• What the exercise asks: Below are the records; copy each line in which "pavement" can be found.

• Data for processing:
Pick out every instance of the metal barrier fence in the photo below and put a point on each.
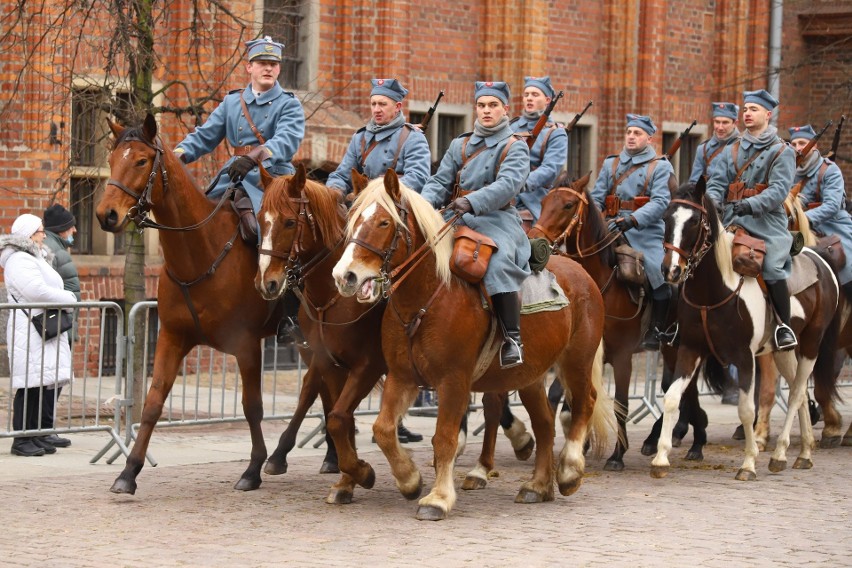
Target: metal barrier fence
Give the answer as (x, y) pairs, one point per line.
(89, 402)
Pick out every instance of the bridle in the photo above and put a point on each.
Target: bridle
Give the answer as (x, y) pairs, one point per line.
(138, 213)
(702, 242)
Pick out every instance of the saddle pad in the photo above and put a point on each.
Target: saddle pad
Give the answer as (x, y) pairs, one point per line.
(542, 293)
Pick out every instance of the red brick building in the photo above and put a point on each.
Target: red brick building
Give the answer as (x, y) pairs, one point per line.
(665, 59)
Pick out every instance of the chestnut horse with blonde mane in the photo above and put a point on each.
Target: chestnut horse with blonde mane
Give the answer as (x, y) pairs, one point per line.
(204, 296)
(435, 332)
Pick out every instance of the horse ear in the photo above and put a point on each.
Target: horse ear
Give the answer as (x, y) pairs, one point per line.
(149, 127)
(392, 185)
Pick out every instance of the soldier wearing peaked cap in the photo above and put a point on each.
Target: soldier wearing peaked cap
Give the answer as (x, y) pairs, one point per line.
(386, 142)
(263, 123)
(632, 189)
(548, 154)
(725, 132)
(749, 182)
(823, 195)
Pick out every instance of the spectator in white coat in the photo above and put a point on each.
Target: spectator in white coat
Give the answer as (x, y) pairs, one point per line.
(36, 367)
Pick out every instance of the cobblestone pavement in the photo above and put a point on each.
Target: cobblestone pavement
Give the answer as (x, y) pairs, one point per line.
(185, 513)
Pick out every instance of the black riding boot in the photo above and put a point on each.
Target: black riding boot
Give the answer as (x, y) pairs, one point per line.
(784, 337)
(507, 306)
(659, 311)
(288, 328)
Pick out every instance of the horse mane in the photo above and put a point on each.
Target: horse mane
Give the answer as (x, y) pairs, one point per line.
(428, 220)
(324, 206)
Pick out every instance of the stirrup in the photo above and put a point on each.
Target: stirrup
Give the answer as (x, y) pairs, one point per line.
(786, 346)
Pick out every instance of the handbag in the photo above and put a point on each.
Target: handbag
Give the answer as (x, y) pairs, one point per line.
(471, 253)
(50, 323)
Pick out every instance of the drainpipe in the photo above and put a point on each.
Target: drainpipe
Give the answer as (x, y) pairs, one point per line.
(775, 28)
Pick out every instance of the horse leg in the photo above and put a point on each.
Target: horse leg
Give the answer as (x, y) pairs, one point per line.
(798, 385)
(686, 368)
(341, 427)
(453, 397)
(311, 385)
(249, 360)
(768, 386)
(171, 350)
(516, 431)
(622, 368)
(540, 487)
(492, 405)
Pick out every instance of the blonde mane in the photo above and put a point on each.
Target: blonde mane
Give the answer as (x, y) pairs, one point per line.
(428, 220)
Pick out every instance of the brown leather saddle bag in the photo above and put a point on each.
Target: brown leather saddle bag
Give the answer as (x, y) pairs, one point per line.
(471, 254)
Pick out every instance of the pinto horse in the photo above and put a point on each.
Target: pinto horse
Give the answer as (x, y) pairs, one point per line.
(571, 223)
(725, 319)
(204, 296)
(435, 332)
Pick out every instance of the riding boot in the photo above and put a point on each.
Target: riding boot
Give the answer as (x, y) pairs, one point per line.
(507, 306)
(248, 221)
(784, 337)
(659, 311)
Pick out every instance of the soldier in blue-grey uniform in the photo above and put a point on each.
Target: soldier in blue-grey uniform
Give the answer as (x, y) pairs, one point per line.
(550, 150)
(823, 195)
(386, 142)
(479, 176)
(725, 132)
(632, 190)
(754, 198)
(270, 134)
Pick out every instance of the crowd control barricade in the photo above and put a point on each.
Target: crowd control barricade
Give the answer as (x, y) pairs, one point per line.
(91, 402)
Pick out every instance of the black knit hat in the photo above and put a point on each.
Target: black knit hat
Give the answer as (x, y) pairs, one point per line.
(58, 219)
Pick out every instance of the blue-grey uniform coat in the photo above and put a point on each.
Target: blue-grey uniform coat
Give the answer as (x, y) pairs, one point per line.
(648, 234)
(768, 220)
(830, 216)
(704, 158)
(509, 265)
(543, 169)
(278, 116)
(413, 164)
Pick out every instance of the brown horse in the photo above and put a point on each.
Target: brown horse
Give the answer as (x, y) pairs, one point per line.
(435, 332)
(725, 318)
(302, 229)
(205, 296)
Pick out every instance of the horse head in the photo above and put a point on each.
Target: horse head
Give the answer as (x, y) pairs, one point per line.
(300, 223)
(691, 229)
(385, 224)
(138, 169)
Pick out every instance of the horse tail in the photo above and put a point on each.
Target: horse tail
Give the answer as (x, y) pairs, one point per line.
(602, 421)
(715, 375)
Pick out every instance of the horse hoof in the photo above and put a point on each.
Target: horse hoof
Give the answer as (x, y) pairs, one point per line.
(472, 483)
(528, 496)
(695, 455)
(339, 497)
(571, 487)
(430, 513)
(275, 468)
(123, 486)
(830, 442)
(745, 475)
(659, 471)
(524, 453)
(246, 484)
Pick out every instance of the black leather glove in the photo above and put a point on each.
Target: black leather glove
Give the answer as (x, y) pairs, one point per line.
(240, 168)
(461, 205)
(622, 224)
(741, 208)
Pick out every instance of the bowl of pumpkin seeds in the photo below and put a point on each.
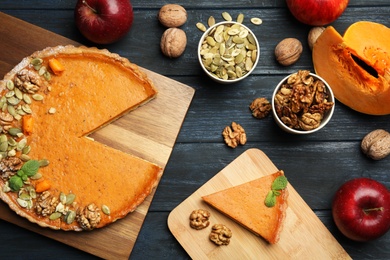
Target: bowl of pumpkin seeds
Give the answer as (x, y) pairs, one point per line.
(228, 52)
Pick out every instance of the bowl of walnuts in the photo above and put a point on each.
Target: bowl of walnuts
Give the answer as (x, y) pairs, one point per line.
(228, 52)
(302, 103)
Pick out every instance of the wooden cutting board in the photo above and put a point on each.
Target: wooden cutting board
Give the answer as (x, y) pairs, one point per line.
(158, 124)
(303, 236)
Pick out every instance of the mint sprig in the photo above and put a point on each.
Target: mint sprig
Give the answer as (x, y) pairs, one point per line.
(29, 169)
(278, 184)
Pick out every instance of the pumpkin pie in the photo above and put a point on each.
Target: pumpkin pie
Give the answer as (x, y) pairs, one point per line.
(246, 205)
(50, 172)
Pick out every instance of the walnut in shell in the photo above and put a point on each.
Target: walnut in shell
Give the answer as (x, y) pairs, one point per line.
(313, 35)
(173, 42)
(288, 51)
(376, 144)
(172, 15)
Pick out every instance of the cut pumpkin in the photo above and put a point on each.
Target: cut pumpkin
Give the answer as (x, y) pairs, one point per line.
(356, 66)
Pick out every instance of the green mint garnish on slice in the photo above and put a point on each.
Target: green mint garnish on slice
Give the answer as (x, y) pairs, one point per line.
(278, 184)
(30, 168)
(270, 200)
(15, 183)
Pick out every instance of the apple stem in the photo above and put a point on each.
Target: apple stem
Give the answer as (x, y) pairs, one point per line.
(93, 10)
(372, 209)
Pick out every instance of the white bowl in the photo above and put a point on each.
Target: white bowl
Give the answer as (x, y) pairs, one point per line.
(327, 116)
(212, 75)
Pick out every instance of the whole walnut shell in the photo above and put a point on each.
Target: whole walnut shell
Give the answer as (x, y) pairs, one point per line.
(173, 42)
(172, 15)
(313, 35)
(288, 51)
(376, 144)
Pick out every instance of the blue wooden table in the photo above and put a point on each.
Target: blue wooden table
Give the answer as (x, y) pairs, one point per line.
(316, 164)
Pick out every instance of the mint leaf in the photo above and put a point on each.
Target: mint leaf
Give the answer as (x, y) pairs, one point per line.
(15, 183)
(30, 168)
(279, 183)
(270, 200)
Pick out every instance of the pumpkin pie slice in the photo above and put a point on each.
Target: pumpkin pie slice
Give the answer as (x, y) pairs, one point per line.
(50, 172)
(245, 204)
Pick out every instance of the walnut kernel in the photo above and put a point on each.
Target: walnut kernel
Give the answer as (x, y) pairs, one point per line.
(288, 51)
(172, 15)
(234, 135)
(199, 219)
(376, 144)
(260, 107)
(302, 101)
(220, 234)
(88, 217)
(173, 42)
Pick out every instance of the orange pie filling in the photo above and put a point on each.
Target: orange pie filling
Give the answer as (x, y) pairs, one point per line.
(50, 172)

• Task answer:
Pick out every instance of the cobblestone pavement in the photo above and put a point on each.
Target: cobblestone pavement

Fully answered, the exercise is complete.